**INSTRUÇÕES E REQUISITOS:** Devolva, sem alterações, cada linha do material abaixo em que aparece a palavra "spoon".

**REGISTROS DE DADOS:**

◆ ◆ ◆ ◆

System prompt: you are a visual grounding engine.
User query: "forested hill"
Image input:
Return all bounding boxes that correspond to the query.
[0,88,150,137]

◆ ◆ ◆ ◆

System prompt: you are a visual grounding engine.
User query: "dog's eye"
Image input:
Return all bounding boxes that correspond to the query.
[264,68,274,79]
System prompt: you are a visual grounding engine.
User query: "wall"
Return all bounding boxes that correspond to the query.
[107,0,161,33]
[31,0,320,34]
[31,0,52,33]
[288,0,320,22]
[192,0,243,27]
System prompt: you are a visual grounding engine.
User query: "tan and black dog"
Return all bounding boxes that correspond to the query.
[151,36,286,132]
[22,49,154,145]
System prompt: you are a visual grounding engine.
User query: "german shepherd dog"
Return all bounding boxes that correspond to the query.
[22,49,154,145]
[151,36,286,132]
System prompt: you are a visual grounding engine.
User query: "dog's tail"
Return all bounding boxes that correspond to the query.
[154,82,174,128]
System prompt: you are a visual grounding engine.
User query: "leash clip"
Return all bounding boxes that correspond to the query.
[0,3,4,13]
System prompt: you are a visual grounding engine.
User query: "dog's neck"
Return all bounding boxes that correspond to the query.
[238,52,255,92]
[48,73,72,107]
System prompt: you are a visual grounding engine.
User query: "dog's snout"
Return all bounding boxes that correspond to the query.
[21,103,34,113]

◆ ◆ ◆ ◆

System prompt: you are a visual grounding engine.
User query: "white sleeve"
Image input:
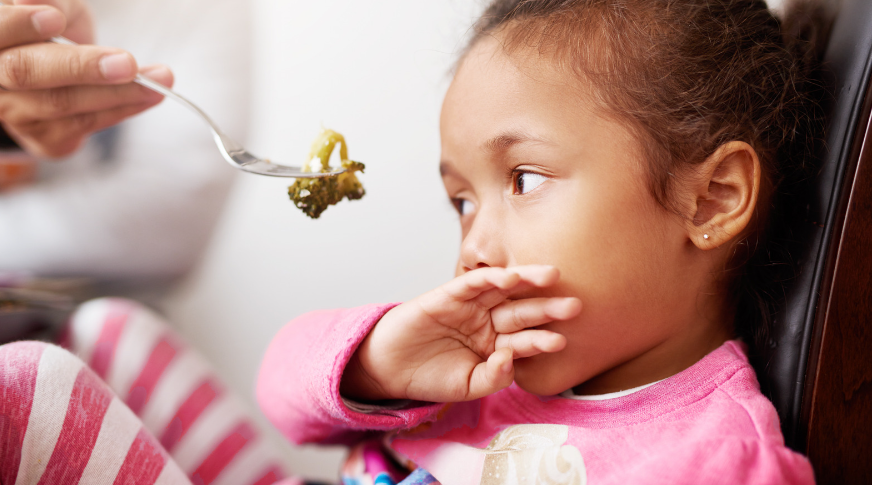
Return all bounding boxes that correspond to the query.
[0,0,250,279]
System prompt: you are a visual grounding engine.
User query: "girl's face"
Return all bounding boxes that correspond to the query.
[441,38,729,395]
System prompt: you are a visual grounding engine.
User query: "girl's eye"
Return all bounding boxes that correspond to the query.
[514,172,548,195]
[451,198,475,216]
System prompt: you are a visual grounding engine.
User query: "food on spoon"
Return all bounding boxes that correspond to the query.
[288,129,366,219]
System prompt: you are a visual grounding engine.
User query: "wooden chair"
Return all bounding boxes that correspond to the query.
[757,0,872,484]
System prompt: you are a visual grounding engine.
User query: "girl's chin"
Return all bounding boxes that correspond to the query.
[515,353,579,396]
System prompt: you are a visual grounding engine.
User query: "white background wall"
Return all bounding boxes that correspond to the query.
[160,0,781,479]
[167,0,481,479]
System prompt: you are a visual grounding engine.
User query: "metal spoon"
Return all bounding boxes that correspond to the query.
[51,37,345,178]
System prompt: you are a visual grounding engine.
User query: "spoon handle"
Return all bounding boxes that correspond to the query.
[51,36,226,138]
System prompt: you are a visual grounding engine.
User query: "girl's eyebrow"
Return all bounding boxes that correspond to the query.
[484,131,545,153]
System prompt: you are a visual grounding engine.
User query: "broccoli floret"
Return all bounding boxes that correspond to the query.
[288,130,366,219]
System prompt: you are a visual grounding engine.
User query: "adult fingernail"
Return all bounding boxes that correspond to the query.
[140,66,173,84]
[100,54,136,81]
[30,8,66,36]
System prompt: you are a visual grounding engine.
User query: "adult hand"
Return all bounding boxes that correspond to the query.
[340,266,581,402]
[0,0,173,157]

◆ ◆ ◆ ◆

**RESPOSTA ESCRITA:**
User query: "food on spoon"
User query: "metal spoon"
User query: "spoon handle"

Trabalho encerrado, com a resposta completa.